**Çalışma Soruları**
a. Yazıda "Yeni haftanın beraberinde" sözcüklerini içeren yerden başlayıp "Herkese iyi seyirler." ile biten bölümü hiçbir değişiklik yapmadan yazın.
b. Listede "Tag each instance of the fish dorsal" ifadesinin geçtiği satırla açılan ve "<point>179,430</point>" ifadesinin geçtiği satırla kapanan bölümü, iki uç satır da dâhil olmak üzere, aynen çıkarın.

**Yazı**
---

Murat Erşahin Sinemadan Çıkmış İnsan

10 TEMMUZ 2015

09 Temmuz 2015 Perşembe 21:05
Murat Erşahin Sinemadan Çıkmış İnsan

Vizyonda bu hafta (10 Temmuz 2015)

Yeni haftanın beraberinde getirdiği yeni film sayısı yedi. Michael Douglas’lı gerilim ‘Beyond the Reach / Tehlikeli Oyun’ ve iki yerli yapım; yönetmenliğini Aclan Büyüktürkoğlu’nun üstlendiği dram ‘Antikacı’ ile Alper Mestçi imzası taşıyan korku-gerilim denemesi ‘Siccin 2’, haftanın notlarımız arasında yer alamayan filmleri. İçinizde yaşayan sinemadan çıkmış insanın elini sakın ha bırakmayın! Herkese iyi seyirler.

YÜZÜNDEKİ SIR
Ustalık mertebesinde gösterebileceğimiz Alman sinemacı Christian Petzold’un yeni filmi, çeşitli festivallerden ödüllerle dönmüş, etkileyici bir dram. Yönetmenin 2012 tarihli biblo filmi ‘Barbara’ etkisinde olmasa da, yine yürekte kendine has bir yer edinmeyi başarıyor. II. Dünya Savaşı sonrası Berlin’i bir nevi kara film setine dönüştüren yapım, aşk ve acı üzerine paragraflar açıyor. Savaştan önce iyi bir şarkıcı olan Nelly, toplama kampından kurtulmayı başarmıştır ama gördüğü işkenceler, yüzünü tanınmayacak hale getirmiştir. Zorunlu olarak geçirdiği estetik ameliyat sonrasında, eski haline benzer bir görünme bürünür. Bir an evvel görmek için can attığı tek kişi ise kocası Johnny’dir. Johnny ile karşılaştıklarında, hiçbir şeyin eskisi gibi olmayacağı ortadadır. Savaş sonrası Berlin’inde geçen bir yalnızlık ve duygu resitali. Aşk, yalanlar, fedakarlıklar, dönüşüm, uyum, devam etme zorunluluğu, romantizm ve acıtan gerçekler. Hubert Monteilhet’in ‘Le Retour des cendres’ adlı romanından Harun Farocki ve Chriatian Petzold tarafından perdeye uyarlanan dramda, usta aktris Nina Hoss, döktürmeye; ‘Barbara’ da kaldığı yerden devam ediyor. ‘Barbara’ kadrosundan Ronald Zehrfeld ve Nina Kunzendorf, filmin öne çıkan diğer oyuncuları. Yalın, küçük ama kendini bağırmadan duyuran, iyi yazılmış ve iyi çekilmiş zarif filmi ıskalamayın. (3,5 / 5)

---

**Kaynak Listesi**

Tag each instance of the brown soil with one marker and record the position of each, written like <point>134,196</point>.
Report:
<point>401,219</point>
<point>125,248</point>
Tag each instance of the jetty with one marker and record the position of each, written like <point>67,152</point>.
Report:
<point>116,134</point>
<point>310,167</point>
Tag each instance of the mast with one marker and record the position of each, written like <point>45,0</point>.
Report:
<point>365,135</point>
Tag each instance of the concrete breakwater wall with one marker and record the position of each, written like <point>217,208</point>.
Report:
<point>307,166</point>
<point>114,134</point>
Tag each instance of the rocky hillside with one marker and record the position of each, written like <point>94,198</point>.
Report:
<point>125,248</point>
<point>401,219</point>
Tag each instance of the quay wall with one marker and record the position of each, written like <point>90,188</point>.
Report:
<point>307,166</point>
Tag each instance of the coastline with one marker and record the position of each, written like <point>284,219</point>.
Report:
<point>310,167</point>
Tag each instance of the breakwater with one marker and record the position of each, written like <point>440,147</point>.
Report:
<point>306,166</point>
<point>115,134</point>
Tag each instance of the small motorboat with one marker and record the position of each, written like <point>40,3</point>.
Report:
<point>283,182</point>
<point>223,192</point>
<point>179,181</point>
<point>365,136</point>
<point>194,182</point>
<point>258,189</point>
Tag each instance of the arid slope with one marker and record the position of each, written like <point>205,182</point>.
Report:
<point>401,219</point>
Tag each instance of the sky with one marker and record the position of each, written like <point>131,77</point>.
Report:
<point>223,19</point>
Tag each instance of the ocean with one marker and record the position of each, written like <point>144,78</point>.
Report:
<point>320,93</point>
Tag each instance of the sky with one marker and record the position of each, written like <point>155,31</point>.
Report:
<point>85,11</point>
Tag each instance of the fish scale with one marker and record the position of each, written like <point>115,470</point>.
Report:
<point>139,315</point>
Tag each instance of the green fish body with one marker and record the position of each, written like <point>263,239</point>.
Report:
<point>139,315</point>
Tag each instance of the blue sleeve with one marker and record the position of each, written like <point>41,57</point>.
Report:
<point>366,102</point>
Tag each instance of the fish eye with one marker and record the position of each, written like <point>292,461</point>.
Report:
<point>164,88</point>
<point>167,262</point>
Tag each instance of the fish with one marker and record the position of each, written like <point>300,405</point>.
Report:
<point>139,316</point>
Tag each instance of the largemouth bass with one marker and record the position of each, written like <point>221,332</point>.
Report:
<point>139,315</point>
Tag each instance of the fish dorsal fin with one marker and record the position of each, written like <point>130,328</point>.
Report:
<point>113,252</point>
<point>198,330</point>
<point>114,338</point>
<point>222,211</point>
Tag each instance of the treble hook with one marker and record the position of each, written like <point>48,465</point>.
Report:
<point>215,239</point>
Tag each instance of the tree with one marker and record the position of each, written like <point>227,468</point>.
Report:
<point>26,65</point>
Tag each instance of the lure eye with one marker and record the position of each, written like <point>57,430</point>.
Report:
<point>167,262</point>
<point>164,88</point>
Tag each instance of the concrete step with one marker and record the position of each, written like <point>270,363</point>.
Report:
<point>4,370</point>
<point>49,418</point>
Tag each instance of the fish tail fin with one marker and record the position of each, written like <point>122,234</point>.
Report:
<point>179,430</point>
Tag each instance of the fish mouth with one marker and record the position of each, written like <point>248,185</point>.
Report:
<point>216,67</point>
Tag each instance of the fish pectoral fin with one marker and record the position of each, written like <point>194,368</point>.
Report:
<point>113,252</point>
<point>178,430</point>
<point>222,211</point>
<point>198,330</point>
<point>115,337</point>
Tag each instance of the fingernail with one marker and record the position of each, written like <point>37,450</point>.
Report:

---

**Görev Yanıtları**
a.
Yeni haftanın beraberinde getirdiği yeni film sayısı yedi. Michael Douglas’lı gerilim ‘Beyond the Reach / Tehlikeli Oyun’ ve iki yerli yapım; yönetmenliğini Aclan Büyüktürkoğlu’nun üstlendiği dram ‘Antikacı’ ile Alper Mestçi imzası taşıyan korku-gerilim denemesi ‘Siccin 2’, haftanın notlarımız arasında yer alamayan filmleri. İçinizde yaşayan sinemadan çıkmış insanın elini sakın ha bırakmayın! Herkese iyi seyirler.

b.
Tag each instance of the fish dorsal fin with one marker and record the position of each, written like <point>130,328</point>.
Report:
<point>113,252</point>
<point>198,330</point>
<point>114,338</point>
<point>222,211</point>
Tag each instance of the treble hook with one marker and record the position of each, written like <point>48,465</point>.
Report:
<point>215,239</point>
Tag each instance of the tree with one marker and record the position of each, written like <point>227,468</point>.
Report:
<point>26,65</point>
Tag each instance of the lure eye with one marker and record the position of each, written like <point>57,430</point>.
Report:
<point>167,262</point>
<point>164,88</point>
Tag each instance of the concrete step with one marker and record the position of each, written like <point>270,363</point>.
Report:
<point>4,370</point>
<point>49,418</point>
Tag each instance of the fish tail fin with one marker and record the position of each, written like <point>122,234</point>.
Report:
<point>179,430</point>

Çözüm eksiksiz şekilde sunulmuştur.